The Story of Lookout Mountain’s Mercury Mine
The Mother Lode Mine
By Steve Lent, Museum Historian
Tucked into the northern slope of Lookout Mountain, just above Canyon Creek, the Mother Lode Mine holds the kind of gritty history that shaped early industry in the Ochoco Mountains. Like many mining ventures of the era, it started with gold fever. In 1899, a prospector named H.S. Cram tried his luck with gold and copper—but what he found instead was cinnabar, the scarlet-red ore that’s the primary source of mercury.
By 1901, the American Almaden Quicksilver & Gold Mining Company had been formed to mine the site, and a Scott furnace was built to extract mercury. When cinnabar is crushed and heated, mercury vapor rises off the rock and condenses into liquid metal—drained into iron-lined containers known as “flasks.” Each flask weighed about 76 pounds, and over the course of its lifetime, the Mother Lode Mine produced 352 of them.

*-*-*

Task to complete:
Carry on the account of the Mother Lode mercury mine from its final sentence, keeping the same historical tone.

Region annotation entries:
*-*-*

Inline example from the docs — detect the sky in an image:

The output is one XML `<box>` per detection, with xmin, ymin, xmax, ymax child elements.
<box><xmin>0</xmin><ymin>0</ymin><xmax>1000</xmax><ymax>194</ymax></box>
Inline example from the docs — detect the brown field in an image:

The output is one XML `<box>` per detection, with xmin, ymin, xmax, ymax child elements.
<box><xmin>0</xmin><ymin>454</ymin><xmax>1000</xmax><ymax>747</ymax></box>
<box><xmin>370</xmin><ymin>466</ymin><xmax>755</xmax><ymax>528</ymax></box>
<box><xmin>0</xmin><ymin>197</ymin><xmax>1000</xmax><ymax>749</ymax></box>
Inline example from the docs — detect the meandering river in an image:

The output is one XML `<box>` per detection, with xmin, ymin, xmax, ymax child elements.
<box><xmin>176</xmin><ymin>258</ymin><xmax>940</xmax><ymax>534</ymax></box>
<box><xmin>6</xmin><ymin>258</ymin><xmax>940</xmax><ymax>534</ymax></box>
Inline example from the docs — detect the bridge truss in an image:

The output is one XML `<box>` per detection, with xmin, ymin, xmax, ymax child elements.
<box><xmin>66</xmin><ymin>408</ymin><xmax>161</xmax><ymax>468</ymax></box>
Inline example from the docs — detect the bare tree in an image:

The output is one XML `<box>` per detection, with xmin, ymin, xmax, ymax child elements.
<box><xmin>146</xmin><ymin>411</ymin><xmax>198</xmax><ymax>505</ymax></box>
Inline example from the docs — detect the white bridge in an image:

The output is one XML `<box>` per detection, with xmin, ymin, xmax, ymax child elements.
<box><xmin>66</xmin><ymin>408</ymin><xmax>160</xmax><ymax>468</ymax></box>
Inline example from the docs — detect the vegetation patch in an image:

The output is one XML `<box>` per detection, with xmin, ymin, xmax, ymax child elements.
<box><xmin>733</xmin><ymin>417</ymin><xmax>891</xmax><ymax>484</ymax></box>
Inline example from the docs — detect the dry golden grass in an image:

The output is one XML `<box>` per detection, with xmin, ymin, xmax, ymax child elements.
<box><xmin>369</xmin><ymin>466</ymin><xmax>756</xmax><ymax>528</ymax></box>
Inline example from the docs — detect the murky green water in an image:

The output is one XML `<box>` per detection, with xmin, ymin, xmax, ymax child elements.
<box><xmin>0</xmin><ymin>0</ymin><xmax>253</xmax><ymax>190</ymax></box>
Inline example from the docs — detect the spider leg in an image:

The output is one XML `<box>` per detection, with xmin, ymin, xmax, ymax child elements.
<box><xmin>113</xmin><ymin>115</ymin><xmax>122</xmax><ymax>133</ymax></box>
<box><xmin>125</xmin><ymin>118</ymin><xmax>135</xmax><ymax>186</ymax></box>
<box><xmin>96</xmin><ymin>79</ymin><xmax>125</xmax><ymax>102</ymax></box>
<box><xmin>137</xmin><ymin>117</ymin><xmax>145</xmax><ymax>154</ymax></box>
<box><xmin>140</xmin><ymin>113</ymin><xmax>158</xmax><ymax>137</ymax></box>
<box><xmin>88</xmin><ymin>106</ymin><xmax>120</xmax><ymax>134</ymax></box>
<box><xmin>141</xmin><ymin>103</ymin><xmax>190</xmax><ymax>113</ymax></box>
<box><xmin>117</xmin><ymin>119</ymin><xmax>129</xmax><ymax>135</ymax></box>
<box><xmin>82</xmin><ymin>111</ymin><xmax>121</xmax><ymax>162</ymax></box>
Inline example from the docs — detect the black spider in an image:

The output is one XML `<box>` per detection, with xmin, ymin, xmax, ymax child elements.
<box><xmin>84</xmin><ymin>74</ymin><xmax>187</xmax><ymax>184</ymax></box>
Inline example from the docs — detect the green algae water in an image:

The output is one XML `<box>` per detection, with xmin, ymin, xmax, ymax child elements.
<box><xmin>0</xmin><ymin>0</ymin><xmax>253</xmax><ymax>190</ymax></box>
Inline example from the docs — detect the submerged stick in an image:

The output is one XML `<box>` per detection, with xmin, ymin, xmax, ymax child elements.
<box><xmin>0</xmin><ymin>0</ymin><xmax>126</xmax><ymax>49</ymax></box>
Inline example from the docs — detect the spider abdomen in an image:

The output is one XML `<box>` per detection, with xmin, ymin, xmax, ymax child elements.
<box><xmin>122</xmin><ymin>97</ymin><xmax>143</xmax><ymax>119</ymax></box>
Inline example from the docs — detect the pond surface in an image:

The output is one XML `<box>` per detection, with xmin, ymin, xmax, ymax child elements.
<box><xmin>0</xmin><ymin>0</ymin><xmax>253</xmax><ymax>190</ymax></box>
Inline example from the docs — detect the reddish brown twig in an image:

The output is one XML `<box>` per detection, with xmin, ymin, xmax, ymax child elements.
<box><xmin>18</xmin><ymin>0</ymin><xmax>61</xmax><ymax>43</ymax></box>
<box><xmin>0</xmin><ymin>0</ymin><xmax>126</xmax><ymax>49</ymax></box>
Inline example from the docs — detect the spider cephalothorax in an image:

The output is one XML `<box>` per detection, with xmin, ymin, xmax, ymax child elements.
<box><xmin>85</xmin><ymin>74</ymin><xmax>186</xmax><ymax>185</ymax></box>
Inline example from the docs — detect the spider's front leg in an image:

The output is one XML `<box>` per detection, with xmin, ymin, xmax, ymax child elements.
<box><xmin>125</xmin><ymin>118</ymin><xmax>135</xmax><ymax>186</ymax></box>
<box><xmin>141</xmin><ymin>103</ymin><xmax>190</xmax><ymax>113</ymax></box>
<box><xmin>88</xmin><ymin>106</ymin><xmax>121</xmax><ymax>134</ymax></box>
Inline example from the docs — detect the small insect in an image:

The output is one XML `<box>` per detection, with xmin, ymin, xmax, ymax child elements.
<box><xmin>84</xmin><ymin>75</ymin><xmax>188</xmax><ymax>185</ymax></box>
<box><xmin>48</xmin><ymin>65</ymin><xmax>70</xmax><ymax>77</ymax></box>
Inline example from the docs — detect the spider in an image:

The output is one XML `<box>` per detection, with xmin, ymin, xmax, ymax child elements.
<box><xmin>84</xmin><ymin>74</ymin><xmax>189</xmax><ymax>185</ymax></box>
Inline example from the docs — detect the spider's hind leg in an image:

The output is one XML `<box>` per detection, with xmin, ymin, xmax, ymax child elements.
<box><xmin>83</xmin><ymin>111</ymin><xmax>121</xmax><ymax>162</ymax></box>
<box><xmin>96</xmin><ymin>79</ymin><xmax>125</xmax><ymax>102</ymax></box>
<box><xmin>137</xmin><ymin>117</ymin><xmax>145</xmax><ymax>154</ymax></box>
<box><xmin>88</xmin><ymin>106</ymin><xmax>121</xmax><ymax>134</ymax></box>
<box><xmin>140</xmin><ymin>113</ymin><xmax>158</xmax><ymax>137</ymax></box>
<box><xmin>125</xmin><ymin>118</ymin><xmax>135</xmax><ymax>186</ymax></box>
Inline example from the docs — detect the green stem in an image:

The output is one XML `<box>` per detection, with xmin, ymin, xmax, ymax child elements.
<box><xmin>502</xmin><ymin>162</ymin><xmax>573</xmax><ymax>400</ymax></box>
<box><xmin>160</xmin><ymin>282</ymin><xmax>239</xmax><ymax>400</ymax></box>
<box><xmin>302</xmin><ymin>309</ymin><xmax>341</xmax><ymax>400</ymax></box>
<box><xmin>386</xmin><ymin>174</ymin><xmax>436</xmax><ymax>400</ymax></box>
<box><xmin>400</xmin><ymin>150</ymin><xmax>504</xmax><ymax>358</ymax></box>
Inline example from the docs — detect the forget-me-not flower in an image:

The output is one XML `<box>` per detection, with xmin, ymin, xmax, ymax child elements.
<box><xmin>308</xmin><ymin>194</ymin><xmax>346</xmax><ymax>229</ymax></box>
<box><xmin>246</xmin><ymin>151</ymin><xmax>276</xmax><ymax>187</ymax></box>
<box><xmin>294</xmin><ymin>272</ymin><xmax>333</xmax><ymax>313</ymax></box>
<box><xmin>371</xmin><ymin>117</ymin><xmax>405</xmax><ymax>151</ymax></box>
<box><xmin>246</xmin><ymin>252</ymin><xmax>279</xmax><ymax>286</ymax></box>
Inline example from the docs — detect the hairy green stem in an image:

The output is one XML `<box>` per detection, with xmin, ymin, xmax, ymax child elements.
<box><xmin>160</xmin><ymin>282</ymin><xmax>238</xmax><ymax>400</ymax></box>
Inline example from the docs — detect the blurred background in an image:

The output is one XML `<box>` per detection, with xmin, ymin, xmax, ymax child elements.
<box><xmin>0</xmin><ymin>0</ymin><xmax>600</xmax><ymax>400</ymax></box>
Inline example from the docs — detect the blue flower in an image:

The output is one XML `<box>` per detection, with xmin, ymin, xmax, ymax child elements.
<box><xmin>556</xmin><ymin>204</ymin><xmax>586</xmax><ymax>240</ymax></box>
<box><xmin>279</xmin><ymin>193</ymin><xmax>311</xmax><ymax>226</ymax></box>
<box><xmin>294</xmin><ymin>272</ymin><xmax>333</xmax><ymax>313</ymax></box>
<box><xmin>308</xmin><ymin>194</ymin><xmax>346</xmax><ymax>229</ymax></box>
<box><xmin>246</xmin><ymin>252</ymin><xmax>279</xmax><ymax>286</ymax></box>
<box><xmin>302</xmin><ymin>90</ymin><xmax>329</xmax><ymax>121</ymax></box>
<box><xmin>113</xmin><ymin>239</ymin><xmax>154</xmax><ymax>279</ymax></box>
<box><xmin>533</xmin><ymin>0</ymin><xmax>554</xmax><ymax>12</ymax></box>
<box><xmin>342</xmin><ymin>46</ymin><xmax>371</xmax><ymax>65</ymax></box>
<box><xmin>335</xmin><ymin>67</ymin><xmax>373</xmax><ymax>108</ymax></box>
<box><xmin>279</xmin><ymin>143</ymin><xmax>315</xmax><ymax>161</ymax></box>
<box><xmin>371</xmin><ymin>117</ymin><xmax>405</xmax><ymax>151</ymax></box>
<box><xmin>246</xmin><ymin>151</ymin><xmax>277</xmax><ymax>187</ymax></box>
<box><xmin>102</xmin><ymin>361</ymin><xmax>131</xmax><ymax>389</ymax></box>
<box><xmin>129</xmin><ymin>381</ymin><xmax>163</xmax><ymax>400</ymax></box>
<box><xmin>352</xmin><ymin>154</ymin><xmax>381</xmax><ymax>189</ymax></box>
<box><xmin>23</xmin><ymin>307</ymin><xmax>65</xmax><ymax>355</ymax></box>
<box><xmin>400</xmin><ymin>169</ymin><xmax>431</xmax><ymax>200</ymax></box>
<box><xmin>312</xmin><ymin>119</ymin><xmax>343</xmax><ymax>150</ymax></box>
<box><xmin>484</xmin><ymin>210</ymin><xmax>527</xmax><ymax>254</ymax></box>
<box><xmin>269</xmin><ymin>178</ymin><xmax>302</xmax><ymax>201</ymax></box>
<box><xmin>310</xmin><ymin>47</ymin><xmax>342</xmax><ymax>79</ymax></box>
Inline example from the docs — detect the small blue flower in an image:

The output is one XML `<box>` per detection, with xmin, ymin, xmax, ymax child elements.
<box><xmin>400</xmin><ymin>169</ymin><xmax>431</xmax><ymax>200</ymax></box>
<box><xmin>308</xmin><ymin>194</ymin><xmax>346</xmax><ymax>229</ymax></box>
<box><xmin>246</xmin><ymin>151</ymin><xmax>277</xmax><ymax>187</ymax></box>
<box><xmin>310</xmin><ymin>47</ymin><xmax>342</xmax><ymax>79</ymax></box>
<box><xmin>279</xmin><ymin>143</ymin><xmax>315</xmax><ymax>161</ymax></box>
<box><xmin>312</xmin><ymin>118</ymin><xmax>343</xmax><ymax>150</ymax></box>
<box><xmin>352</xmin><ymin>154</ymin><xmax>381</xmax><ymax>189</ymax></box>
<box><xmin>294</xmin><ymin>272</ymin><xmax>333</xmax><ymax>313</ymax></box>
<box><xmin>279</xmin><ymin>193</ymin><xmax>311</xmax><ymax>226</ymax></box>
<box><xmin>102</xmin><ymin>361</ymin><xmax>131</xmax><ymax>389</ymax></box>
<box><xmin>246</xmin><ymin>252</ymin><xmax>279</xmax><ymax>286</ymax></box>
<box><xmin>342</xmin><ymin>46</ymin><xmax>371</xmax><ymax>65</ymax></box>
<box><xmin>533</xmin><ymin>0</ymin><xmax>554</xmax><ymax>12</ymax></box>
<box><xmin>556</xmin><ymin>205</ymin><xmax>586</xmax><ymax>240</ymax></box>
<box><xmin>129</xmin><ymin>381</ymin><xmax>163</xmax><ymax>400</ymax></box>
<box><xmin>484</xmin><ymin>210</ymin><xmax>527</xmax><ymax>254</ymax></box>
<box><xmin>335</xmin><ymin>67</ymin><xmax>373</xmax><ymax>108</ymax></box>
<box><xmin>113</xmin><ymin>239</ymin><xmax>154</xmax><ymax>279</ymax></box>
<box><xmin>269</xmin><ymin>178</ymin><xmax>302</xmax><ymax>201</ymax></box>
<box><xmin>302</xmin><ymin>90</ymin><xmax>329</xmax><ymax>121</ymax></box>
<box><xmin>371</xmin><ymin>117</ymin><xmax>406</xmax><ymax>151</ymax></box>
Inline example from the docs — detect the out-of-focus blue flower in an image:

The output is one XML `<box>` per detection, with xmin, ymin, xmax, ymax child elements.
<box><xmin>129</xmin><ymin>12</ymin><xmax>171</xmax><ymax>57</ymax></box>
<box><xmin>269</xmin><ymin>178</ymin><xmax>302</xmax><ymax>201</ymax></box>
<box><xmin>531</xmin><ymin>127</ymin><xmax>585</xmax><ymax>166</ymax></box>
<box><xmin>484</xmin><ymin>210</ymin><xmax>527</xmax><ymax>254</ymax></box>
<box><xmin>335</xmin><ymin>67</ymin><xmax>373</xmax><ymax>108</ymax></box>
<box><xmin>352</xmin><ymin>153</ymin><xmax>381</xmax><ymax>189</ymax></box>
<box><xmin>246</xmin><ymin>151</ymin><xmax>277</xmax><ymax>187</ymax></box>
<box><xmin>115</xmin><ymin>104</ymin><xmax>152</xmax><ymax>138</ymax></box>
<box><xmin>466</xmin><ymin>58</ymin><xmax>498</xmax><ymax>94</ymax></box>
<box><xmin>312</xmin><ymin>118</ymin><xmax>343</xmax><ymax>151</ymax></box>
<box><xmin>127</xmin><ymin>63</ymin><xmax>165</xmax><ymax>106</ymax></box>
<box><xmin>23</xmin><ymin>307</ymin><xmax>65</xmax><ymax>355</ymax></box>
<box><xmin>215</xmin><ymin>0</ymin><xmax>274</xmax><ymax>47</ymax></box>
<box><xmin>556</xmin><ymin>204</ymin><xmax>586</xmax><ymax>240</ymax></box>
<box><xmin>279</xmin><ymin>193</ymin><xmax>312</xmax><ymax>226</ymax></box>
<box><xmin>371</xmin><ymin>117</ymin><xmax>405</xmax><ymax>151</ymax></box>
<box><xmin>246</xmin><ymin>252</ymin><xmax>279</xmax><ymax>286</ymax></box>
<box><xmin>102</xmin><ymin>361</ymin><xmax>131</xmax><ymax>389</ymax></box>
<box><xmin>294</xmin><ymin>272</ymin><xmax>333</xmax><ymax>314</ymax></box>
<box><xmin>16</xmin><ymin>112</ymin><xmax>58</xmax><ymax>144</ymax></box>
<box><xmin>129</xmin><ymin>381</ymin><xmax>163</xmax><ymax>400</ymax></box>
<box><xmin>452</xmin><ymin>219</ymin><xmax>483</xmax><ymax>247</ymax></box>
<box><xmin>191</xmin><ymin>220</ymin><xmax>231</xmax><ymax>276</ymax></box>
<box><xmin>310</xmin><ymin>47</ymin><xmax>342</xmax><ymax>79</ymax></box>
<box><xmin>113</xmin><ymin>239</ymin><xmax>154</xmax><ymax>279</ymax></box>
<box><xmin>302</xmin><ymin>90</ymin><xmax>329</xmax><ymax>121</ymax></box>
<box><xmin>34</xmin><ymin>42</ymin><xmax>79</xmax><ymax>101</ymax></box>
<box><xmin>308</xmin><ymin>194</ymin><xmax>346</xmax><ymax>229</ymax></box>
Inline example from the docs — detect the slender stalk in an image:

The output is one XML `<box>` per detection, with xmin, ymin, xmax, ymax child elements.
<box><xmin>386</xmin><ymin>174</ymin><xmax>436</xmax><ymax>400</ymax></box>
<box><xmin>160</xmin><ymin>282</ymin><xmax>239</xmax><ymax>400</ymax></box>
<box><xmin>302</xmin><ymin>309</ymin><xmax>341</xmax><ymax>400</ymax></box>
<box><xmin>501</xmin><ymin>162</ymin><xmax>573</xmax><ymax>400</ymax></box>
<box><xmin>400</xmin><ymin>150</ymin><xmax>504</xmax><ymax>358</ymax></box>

*-*-*

Reply to the task:
Throughout the 20th century, the mine passed through several hands and company names. At its peak in the 1930s and 1940s, bulldozers scraped the hillsides, furnaces fired day and night, and men worked the underground adits—horizontal tunnels bored into the mountain, stretching over 3,000 feet in total. The Gilkey Brothers even built a new processing plant during World War II, hoping to extract value from low-grade ore.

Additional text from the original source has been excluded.